▶ **EXERCISE TEXT**
SOLID and its companions DRY, KISS and YAGNI are the principles that keep code maintainable as it grows. They do not tell you what to build — they tell you how to structure it so change stays cheap. This reference gives each principle’s definition, the anti-pattern it guards against, and the smell that reveals a violation.
How it works
The five SOLID principles target object-oriented structure:
- S — Single Responsibility: one reason to change per class.
- O — Open/Closed: extend behavior with new code, don’t edit tested code.
- L — Liskov Substitution: subtypes must honor their base type’s contract.
- I — Interface Segregation: many small interfaces beat one fat one.
- D — Dependency Inversion: depend on abstractions, not concretions.
The related principles restrain complexity: DRY (one source of truth), KISS (simplest design that works), YAGNI (don’t build it until needed), plus Separation of Concerns and the Law of Demeter.

▶ **EXCERPTED RECORDS**
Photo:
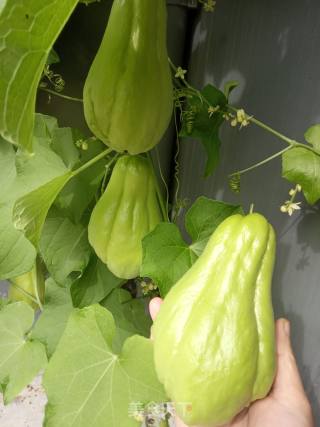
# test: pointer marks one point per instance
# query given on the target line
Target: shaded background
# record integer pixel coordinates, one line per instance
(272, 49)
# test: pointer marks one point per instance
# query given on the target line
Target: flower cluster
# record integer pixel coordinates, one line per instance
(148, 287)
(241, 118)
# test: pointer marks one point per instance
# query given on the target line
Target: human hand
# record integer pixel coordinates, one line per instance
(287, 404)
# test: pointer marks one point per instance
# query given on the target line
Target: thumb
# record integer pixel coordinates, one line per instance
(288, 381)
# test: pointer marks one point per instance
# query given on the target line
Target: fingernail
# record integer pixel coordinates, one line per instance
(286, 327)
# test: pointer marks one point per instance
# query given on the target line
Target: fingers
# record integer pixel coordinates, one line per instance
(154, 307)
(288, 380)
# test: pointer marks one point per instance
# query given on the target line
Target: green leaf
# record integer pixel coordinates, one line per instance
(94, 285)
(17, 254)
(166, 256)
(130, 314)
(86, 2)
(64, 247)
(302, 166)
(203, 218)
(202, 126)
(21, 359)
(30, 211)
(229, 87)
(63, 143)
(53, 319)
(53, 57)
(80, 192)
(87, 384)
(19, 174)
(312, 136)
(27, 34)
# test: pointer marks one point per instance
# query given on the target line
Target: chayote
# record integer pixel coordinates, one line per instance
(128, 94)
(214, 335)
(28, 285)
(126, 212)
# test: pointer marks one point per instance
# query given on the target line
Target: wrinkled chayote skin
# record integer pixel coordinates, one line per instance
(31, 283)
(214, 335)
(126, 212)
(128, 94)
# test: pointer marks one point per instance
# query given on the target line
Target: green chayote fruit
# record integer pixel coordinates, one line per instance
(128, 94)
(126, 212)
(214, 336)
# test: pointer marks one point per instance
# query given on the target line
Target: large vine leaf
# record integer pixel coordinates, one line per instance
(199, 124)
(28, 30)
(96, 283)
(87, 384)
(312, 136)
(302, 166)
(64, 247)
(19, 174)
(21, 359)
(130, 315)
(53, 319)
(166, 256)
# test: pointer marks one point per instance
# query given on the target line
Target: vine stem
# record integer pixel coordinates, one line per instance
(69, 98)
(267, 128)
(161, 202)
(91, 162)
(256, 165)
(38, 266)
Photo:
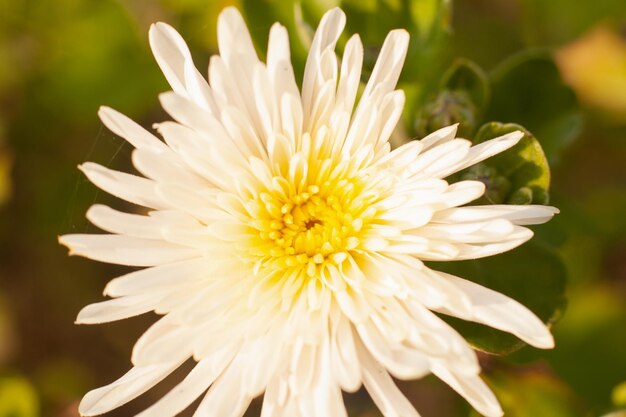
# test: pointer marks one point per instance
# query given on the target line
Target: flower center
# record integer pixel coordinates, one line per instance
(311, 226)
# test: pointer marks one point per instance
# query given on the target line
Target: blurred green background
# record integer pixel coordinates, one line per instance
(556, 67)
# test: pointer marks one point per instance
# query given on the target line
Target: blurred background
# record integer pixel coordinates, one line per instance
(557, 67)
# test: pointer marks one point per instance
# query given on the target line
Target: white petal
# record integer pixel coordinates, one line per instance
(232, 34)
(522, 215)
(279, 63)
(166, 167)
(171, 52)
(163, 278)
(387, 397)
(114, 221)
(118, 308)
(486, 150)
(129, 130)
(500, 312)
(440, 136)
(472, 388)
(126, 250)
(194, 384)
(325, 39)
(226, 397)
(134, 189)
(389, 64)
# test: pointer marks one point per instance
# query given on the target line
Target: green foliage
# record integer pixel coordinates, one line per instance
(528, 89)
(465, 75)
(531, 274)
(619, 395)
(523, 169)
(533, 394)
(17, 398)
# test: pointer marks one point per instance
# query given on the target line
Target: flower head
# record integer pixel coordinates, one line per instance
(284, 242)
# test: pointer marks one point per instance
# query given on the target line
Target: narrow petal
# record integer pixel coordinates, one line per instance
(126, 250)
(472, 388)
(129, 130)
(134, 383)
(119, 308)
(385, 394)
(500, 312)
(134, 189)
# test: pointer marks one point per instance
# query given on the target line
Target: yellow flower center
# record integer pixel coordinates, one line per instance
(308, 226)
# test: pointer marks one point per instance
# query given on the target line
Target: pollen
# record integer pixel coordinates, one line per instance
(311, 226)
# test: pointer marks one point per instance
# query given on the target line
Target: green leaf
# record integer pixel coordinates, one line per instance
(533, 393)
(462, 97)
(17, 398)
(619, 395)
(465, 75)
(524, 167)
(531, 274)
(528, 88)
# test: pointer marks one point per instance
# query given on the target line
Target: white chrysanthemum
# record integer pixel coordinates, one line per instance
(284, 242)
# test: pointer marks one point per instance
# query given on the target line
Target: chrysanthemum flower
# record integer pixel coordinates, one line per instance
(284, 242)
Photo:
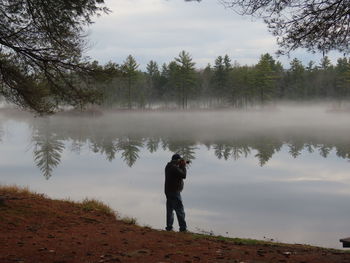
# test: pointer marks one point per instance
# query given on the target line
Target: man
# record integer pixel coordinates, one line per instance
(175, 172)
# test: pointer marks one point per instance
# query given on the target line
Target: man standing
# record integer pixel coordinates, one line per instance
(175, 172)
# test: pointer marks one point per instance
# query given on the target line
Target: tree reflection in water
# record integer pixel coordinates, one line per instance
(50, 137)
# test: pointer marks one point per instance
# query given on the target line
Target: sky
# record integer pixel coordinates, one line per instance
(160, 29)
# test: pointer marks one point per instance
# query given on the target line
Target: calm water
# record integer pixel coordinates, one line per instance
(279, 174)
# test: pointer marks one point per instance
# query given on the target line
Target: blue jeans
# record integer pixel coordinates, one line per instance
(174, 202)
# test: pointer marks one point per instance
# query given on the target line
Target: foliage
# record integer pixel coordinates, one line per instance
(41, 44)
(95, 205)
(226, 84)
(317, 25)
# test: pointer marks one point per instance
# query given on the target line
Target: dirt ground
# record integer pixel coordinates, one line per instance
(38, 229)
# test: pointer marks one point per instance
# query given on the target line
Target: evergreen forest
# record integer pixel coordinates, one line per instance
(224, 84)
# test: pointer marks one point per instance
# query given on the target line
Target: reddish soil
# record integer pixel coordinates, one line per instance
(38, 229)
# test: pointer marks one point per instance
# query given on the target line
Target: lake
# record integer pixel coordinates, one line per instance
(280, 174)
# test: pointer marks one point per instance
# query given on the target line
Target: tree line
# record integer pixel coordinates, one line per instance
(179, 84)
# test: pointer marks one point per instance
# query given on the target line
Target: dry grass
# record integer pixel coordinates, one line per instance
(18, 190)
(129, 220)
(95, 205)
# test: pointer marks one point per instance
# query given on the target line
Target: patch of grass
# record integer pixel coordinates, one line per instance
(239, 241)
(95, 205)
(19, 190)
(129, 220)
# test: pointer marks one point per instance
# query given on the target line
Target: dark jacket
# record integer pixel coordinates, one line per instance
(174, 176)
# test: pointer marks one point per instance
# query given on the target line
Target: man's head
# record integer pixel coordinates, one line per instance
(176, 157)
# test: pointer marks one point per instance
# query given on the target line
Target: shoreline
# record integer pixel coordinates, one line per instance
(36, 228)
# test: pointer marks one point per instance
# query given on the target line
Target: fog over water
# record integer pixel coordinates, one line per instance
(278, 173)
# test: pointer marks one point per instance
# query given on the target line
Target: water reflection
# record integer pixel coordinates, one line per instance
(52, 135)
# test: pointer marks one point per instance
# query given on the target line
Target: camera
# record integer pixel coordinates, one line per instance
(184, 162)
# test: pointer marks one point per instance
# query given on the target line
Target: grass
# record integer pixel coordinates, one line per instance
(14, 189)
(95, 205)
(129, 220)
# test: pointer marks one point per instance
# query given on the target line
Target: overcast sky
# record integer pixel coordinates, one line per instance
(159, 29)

▶ **TASKS TO PERFORM**
(a) Answer these questions from the text on code design principles:
(i) According to the Liskov Substitution principle, what must subtypes do?
(ii) What three things does the reference give for each principle?
(iii) What does YAGNI advise?
(b) Extend the text on code design principles, picking up after its final sentence.
The items were taken from a different source than the text.

▶ **EXPECTED RESULTS**
(a)
(i) Honor their base type's contract.
(ii) The principle's definition, the anti-pattern it guards against, and the smell that reveals a violation.
(iii) Don't build it until needed.

(b)
Example
A ReportService that formats HTML, runs SQL, and sends email violates Single
Responsibility — three unrelated reasons to change. Splitting it into a
formatter, a repository, and a mailer, each behind an interface the service
depends on, also satisfies Dependency Inversion and makes the service unit
testable without a real database or SMTP server.
Notes
- A telling smell for SRP is a class name containing “And” or a vague “Manager”.
- An Open/Closed smell is a growing
switchyou must edit for every new type; replacing it with polymorphism or Strategy fixes both. - Interface Segregation is violated when implementers stub methods with empty bodies or “not implemented” throws.
- Apply them to diagnose real pain, not as universal quotas — over-applying DIP or ISP creates indirection that KISS and YAGNI exist to prevent.